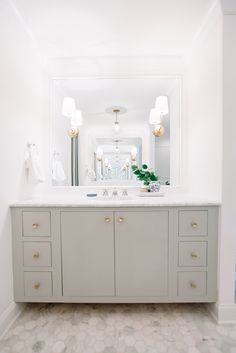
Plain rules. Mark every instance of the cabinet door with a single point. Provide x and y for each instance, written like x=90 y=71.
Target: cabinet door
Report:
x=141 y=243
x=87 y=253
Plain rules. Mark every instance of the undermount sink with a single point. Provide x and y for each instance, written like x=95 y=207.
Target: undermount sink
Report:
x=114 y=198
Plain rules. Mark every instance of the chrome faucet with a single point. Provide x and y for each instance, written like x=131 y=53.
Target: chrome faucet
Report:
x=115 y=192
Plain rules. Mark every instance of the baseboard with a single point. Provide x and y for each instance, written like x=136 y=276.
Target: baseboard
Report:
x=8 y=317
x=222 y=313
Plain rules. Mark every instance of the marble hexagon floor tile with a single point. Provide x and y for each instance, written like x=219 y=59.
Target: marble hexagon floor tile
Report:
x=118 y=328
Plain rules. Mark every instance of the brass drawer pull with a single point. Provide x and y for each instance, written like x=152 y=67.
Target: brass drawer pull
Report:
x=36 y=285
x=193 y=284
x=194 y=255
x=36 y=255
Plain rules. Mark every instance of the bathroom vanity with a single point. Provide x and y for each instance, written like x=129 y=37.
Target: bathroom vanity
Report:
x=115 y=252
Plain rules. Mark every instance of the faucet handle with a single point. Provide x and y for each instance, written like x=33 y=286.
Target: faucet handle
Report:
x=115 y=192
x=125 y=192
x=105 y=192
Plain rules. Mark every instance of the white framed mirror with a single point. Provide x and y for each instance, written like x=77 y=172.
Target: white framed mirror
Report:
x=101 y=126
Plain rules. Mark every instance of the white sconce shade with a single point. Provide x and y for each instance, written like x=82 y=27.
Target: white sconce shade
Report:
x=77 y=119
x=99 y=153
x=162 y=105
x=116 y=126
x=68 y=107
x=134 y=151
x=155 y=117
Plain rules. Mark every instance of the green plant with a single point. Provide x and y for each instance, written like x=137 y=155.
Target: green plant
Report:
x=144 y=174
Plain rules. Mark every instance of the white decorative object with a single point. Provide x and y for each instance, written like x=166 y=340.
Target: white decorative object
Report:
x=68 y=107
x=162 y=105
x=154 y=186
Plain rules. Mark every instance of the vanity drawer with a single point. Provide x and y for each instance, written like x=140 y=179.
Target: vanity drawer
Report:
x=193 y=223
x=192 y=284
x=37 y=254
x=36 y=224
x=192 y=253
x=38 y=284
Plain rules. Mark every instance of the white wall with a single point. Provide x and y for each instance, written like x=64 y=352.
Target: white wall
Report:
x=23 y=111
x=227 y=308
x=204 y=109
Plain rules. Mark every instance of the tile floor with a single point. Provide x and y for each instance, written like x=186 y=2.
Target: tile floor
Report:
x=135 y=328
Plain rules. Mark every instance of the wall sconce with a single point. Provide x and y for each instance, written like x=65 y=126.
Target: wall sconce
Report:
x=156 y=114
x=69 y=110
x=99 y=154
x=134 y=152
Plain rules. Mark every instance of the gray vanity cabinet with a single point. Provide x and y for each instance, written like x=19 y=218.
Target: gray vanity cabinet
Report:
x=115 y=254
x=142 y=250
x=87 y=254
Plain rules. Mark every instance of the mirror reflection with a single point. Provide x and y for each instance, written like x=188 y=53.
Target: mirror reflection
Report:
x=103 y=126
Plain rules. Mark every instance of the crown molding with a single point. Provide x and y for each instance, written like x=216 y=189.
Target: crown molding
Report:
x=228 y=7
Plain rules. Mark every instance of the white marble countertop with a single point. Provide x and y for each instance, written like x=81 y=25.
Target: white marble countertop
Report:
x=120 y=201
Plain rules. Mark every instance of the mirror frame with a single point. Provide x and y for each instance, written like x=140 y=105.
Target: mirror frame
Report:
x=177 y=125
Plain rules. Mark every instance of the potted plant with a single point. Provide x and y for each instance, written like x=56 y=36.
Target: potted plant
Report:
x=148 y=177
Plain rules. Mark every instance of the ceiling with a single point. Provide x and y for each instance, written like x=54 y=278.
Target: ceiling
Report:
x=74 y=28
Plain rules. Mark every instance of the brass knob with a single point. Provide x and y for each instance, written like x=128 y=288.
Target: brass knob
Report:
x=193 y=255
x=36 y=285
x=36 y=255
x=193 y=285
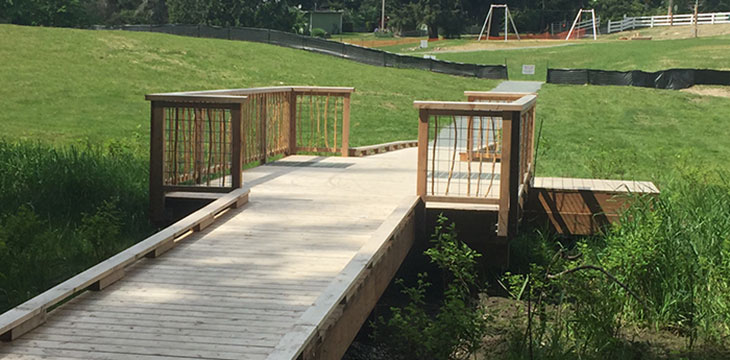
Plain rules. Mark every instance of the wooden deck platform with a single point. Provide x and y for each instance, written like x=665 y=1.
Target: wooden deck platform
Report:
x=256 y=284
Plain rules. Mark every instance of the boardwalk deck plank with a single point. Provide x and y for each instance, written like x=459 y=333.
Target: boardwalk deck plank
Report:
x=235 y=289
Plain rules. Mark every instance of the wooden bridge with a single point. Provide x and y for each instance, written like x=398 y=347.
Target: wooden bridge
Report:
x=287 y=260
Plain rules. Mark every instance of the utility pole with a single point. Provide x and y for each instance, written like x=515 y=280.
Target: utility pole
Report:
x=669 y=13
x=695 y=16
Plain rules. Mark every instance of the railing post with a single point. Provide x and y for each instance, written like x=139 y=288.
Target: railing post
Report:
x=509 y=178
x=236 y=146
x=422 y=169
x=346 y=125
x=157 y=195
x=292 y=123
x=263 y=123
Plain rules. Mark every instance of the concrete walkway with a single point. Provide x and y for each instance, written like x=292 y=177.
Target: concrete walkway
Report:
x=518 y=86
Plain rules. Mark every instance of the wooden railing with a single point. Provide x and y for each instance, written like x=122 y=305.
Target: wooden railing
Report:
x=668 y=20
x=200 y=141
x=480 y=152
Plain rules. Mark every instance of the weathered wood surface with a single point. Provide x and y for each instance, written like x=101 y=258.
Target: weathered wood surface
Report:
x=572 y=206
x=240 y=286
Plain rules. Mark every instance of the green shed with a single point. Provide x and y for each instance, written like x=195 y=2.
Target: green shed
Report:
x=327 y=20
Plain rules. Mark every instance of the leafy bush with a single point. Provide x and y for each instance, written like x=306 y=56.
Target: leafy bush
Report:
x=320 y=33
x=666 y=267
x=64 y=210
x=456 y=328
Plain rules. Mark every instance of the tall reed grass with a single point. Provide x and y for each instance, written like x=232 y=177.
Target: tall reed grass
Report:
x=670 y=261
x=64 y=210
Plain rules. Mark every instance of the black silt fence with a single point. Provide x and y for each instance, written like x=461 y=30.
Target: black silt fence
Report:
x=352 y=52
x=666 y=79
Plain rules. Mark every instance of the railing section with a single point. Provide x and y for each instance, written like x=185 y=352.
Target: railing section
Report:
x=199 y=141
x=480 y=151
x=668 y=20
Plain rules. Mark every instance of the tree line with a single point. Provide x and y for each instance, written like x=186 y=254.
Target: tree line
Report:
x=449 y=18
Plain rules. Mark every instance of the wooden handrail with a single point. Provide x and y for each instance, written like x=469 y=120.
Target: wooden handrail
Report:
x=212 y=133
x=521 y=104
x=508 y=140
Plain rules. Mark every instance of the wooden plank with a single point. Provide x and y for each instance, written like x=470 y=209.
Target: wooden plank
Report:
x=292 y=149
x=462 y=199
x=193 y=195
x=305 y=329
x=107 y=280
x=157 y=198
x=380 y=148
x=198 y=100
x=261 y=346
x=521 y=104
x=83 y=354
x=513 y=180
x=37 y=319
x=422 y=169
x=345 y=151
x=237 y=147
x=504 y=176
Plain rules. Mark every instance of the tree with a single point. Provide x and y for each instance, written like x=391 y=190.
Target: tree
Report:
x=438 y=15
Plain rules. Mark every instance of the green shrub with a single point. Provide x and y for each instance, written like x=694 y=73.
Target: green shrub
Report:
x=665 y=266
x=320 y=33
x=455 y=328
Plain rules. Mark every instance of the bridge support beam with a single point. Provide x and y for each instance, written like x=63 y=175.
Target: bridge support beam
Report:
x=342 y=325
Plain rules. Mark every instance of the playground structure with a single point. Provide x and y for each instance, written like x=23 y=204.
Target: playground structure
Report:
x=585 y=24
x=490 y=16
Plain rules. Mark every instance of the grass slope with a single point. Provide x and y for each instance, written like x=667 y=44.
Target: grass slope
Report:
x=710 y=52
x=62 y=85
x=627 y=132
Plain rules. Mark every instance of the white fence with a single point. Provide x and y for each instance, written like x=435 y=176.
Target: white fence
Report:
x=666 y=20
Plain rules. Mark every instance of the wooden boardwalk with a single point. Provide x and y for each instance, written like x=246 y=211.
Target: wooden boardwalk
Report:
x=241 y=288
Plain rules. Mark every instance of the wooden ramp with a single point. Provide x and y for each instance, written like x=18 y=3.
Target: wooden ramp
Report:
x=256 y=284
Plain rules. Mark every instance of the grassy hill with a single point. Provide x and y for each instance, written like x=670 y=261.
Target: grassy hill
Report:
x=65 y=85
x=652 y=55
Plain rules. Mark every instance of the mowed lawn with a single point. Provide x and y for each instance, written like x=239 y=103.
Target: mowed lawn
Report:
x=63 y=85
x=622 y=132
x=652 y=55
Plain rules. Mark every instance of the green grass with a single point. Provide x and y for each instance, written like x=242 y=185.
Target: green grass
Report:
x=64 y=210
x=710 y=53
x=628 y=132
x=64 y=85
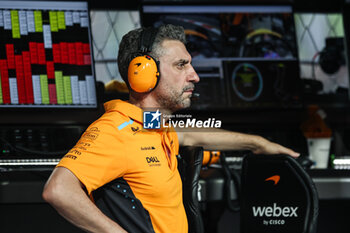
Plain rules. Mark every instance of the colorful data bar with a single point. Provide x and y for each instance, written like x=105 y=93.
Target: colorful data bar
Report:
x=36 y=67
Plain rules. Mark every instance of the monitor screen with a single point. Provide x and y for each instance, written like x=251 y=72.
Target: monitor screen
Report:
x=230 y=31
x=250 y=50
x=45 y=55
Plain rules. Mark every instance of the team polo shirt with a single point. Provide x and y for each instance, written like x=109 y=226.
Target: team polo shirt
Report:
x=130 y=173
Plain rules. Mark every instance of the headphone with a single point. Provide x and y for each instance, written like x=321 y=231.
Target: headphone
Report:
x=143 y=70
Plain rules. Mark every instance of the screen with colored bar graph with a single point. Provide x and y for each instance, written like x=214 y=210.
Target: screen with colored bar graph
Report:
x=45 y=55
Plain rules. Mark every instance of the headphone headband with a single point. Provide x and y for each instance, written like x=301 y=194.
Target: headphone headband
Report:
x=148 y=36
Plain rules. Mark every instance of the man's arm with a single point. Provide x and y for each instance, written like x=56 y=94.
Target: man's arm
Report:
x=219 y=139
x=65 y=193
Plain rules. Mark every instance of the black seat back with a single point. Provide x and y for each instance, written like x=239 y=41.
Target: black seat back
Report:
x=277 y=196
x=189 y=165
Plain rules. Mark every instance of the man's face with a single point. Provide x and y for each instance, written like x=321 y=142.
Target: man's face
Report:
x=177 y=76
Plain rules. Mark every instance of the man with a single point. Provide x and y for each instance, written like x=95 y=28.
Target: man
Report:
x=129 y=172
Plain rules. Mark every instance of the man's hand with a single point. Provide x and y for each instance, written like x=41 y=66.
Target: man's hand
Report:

→ TASK DESCRIPTION
Each line of the records with the word "brass" in it is to be copied.

→ ANSWER SPACE
Plain rules. Mark every instance of the brass drawer pull with a single point. Provide x and y for each instance, written like x=152 y=67.
Target: brass drawer pull
Plain rules. Mark every instance of the brass knob with a single point. Provide x and y for each instance, written like x=128 y=288.
Target: brass knob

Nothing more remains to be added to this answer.